Stated exercise -
Return, unchanged, the rows from the line containing "segment child's arm" to the line containing "Draw the outline of every instance of the child's", with both of those lines included. Leave out the pictures.

Exercise data -

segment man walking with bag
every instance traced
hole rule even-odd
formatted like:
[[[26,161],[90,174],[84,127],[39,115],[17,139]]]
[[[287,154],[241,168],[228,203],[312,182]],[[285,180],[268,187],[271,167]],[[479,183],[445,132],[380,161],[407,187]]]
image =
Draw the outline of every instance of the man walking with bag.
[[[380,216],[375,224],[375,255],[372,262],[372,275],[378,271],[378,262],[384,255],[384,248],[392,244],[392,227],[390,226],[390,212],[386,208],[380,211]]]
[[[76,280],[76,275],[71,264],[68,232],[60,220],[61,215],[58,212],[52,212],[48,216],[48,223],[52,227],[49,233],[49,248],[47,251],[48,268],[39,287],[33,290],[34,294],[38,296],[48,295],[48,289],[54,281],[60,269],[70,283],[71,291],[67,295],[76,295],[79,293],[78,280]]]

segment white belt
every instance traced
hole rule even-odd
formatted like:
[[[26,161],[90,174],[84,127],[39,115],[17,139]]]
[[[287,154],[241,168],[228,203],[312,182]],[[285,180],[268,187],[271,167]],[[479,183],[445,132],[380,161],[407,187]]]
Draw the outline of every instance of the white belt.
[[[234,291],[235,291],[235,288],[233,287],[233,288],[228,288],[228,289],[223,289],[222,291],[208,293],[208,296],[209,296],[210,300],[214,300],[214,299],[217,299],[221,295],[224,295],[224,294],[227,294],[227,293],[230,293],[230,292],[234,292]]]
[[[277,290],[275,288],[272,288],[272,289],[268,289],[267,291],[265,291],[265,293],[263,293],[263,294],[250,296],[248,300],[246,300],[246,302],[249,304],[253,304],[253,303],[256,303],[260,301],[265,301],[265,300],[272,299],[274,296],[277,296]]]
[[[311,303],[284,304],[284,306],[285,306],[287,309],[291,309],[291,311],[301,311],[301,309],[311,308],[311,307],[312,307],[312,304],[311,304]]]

--

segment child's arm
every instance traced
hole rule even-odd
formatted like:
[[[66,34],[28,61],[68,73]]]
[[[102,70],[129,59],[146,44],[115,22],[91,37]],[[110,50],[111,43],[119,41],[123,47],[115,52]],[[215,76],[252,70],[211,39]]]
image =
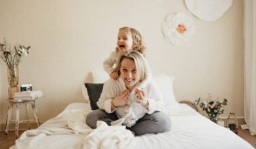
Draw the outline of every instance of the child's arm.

Exercise solution -
segment child's arm
every instance traced
hole rule even-odd
formatted like:
[[[66,34],[28,61],[68,73]]]
[[[102,70],[129,59],[146,44],[115,22],[91,37]],[[110,50],[111,43],[119,41],[123,47],[115,52]],[[215,76],[252,70],[211,39]]]
image =
Draw the outline of every instance of the child's arm.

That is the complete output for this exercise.